§ WORK TASK: Copy word for word the section of the balsamic vinegar history below that begins at the words "The practice of" and stops after "sweetener and condiment.".

The practice of cooking the must of grapes can be traced back to the ancient Romans: the so-called sapum was used both as a medicinal product and in the kitchen as a sweetener and condiment.
Link with Modena
Starting in the 11th century, the production of this very particular vinegar was linked with Modena: over time it would become synonymous of the culture and history of a territory that is unique for its pedoclimatic characteristics and its human knowledge and talent.
In 1046, while travelling through the territory of the Po Plain, Henry III, Emperor of the Holy Roman Empire, was given a “very perfect vinegar” by Bonifacio, Marquis of Tuscany and father of Matilde of Canossa: an episode that was documented by the abbot and historian Donizone, biographer of the Countess.
Towards the end of the 13th century, the art of vinegar production was cultivated at the Este Court in Modena. But it was only 1747, that the adjective balsamic made its appearance for the first time, in the registers of the cellars of the Dukes of Este: it was recorded as half balsamic and refined balsamic, distinctions which correspond to the current Balsamic Vinegar of Modena (Aceto Balsamico di Modena IGP) e Traditional Balsamic Vinegar of Modena PDO.
International success and great dynasties
A few decades later – in 1800 – Balsamic Vinegar of Modena (Aceto Balsamico di Modena) began being appreciated and known abroad: it was presented in the most important exhibition events of the time, from Florence to Bruxelles. And it was again in the 19th century that the first dynasties of producers established themselves, some of whom today are among the associates of the Protection Consortium. It was in this period that the production processes were codified.
At the regulatory level, on March 25, 1933 the Minister of Agriculture Giacomo Acerbo acknowledged for the first time, with an official act, the “age-long and characteristic industry of the Balsamic Vinegar in the Modena area”. Thirty years later, in 1965, specifications were published in the Gazzetta Ufficiale (Official Gazette) relating to the “Composition characteristics and preparation modalities of the Balsamic Vinegar of Modena”. In 1994, the producers took steps to improve the production specifications and to protect the correct use of the Balsamic Vinegar of Modena (Aceto Balsamico di Modena) designation in trade and consumption.
Seal of the EU
Another milestone in the history of this exclusive and distinctive product, which has become world ambassador for fine Italian eating, was European recognition: in 2009, after a long procedure, the European Commission inserted the Balsamic Vinegar of Modena (Aceto Balsamico di Modena) designation in the register of PGI productions.

§ STORED DATA:
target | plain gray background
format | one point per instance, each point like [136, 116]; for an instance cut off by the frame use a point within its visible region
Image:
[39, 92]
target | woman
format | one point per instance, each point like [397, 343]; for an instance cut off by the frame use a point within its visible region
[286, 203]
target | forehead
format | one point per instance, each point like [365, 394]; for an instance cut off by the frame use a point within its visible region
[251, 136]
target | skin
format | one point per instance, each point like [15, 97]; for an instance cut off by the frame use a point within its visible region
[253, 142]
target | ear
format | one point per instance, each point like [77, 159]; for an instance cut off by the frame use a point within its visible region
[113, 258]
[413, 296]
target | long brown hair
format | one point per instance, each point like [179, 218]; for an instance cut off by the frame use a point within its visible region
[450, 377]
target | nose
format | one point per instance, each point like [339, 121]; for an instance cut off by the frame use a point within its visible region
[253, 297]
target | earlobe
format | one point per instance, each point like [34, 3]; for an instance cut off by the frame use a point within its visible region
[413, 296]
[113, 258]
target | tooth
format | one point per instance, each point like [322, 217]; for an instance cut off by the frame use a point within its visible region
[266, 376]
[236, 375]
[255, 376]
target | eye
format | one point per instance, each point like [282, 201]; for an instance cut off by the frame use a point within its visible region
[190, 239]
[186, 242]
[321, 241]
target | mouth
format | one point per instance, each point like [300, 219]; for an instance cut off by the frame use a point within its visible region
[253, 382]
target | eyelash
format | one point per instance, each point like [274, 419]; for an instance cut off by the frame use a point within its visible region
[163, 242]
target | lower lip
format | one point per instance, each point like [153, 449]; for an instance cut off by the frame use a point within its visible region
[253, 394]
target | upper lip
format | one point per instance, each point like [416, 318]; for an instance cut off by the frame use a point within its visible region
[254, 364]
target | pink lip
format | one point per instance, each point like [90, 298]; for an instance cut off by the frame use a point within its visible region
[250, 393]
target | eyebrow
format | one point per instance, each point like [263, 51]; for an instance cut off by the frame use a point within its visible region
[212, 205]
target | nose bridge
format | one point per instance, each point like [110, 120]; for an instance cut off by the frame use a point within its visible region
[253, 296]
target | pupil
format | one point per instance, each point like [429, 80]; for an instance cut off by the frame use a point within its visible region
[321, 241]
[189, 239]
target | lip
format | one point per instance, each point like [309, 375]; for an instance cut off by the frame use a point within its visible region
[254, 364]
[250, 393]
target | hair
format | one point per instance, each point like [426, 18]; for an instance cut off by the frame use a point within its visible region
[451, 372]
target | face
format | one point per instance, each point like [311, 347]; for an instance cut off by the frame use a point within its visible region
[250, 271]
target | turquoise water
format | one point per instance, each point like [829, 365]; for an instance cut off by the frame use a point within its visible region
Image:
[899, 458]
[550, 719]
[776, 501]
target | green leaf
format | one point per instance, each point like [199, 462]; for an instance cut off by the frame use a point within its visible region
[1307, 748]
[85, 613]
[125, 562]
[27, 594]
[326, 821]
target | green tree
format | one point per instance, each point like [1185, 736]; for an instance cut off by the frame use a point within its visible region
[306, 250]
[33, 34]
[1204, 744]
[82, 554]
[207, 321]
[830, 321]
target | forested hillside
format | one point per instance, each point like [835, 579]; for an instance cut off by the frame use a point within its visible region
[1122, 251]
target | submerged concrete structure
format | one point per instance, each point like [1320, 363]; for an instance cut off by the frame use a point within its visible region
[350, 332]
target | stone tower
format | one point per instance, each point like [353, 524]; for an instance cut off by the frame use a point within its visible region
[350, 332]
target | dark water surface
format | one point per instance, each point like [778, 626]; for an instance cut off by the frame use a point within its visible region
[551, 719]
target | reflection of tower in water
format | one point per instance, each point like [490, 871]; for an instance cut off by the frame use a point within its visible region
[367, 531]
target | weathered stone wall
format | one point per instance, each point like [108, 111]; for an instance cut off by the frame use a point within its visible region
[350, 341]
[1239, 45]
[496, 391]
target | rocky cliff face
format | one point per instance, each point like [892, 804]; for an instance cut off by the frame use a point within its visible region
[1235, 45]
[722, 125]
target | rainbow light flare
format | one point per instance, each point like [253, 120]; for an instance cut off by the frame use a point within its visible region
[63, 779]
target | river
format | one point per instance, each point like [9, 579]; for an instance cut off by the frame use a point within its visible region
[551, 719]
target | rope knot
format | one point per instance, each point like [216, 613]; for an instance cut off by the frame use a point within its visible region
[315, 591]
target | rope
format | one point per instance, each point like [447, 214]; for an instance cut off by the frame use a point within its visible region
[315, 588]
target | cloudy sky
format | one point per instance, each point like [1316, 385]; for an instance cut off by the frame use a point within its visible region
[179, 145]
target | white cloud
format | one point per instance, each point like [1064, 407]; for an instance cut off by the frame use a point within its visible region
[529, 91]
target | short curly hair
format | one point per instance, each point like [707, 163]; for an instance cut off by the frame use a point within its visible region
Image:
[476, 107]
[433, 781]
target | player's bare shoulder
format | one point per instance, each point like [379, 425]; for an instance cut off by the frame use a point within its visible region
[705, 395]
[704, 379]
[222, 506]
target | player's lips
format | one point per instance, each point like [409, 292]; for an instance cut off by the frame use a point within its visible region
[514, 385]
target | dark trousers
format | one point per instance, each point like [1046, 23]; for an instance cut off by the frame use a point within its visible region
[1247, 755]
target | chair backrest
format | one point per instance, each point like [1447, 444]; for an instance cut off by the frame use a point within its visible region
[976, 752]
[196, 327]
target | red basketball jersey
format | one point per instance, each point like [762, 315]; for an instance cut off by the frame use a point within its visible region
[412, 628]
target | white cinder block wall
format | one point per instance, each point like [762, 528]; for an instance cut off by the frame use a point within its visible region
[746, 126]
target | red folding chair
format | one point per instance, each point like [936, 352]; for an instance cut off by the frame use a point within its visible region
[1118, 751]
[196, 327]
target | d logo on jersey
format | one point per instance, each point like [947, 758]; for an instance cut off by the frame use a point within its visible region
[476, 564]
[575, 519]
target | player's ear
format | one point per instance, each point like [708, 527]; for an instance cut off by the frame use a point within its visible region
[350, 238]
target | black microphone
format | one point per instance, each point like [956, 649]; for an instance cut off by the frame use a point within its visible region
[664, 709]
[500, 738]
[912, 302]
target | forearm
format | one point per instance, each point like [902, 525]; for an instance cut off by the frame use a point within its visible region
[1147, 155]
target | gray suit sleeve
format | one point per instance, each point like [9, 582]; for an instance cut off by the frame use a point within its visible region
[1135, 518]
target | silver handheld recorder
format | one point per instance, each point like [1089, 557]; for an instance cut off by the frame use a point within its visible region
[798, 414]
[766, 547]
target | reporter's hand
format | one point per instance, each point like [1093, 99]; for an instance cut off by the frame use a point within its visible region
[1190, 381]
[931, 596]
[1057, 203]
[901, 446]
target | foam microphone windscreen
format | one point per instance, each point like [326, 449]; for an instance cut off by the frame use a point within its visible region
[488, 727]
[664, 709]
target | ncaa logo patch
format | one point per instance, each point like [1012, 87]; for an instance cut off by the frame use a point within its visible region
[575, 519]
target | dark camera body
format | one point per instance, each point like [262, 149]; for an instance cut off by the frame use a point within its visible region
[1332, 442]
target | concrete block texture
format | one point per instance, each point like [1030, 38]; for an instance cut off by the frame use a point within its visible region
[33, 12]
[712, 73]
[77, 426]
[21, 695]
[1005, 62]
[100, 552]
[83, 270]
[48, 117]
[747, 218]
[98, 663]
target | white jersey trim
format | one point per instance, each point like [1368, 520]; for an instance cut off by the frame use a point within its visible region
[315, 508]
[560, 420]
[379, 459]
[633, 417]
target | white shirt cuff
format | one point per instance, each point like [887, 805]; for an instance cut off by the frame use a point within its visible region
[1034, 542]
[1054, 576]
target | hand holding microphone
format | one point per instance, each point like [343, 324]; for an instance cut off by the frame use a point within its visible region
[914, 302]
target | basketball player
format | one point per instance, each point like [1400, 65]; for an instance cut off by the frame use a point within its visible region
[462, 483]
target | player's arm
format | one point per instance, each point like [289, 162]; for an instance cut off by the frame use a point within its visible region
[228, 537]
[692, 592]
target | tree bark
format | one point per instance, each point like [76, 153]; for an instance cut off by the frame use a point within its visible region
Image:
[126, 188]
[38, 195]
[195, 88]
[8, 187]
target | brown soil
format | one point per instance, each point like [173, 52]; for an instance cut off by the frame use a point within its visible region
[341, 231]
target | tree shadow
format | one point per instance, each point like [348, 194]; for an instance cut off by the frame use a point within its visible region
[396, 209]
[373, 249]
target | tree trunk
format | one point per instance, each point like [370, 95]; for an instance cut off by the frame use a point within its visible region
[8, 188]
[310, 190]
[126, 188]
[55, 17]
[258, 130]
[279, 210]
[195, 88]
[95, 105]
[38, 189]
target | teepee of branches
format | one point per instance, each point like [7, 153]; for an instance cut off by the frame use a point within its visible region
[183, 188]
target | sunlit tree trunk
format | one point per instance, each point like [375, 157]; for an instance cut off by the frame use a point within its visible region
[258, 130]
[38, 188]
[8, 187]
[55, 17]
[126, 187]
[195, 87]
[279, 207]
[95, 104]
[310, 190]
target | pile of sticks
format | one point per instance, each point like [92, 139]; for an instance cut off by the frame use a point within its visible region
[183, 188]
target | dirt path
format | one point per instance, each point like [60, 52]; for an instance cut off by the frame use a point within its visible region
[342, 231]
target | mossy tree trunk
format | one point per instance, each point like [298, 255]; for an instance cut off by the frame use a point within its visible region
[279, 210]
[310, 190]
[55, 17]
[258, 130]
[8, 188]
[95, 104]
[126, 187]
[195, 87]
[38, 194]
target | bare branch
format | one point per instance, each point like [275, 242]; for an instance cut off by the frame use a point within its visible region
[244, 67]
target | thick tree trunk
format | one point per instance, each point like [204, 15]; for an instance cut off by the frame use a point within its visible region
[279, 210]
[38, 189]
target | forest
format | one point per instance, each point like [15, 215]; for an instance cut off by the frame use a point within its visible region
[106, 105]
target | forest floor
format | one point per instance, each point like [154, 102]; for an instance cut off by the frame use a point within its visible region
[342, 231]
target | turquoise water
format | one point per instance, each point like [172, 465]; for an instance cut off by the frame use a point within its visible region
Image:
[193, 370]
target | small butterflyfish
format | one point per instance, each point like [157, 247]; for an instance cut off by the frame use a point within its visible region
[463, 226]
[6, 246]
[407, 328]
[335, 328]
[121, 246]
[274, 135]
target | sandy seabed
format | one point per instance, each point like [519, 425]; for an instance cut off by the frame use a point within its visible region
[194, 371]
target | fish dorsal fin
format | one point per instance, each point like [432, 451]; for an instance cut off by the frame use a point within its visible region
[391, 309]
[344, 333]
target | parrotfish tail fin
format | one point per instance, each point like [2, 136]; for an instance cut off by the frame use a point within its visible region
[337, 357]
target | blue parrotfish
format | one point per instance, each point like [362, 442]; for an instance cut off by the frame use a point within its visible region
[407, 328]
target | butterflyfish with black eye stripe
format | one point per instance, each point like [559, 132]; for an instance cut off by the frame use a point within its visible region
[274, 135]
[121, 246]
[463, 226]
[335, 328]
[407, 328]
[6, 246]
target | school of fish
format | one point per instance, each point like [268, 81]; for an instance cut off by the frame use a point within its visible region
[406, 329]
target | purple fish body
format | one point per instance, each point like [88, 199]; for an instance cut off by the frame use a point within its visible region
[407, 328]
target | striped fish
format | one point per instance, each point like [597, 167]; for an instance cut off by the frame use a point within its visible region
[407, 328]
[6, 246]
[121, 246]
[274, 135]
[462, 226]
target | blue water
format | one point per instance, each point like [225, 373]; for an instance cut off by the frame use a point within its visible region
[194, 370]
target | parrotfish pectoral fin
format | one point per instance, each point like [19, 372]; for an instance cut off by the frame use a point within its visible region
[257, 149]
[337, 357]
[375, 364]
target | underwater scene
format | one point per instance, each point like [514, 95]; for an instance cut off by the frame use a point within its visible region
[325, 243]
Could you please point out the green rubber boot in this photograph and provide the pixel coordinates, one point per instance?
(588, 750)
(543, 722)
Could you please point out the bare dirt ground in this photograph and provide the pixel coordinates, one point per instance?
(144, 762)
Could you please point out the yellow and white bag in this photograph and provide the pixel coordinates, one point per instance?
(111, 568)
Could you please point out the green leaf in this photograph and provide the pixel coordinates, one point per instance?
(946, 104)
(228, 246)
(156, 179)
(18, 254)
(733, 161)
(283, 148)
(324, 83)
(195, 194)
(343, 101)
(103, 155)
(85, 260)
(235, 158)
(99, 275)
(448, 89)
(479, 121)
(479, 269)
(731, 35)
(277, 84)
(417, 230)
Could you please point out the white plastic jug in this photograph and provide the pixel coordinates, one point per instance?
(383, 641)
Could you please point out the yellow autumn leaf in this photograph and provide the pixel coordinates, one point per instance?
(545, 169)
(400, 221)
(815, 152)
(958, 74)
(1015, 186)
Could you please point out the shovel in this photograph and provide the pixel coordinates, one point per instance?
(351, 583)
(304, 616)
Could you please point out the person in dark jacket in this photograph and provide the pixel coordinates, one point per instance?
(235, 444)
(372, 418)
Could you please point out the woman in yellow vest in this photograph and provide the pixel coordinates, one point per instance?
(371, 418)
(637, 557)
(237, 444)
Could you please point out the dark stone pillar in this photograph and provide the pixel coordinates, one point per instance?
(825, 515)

§ WRITTEN ANSWER:
The practice of cooking the must of grapes can be traced back to the ancient Romans: the so-called sapum was used both as a medicinal product and in the kitchen as a sweetener and condiment.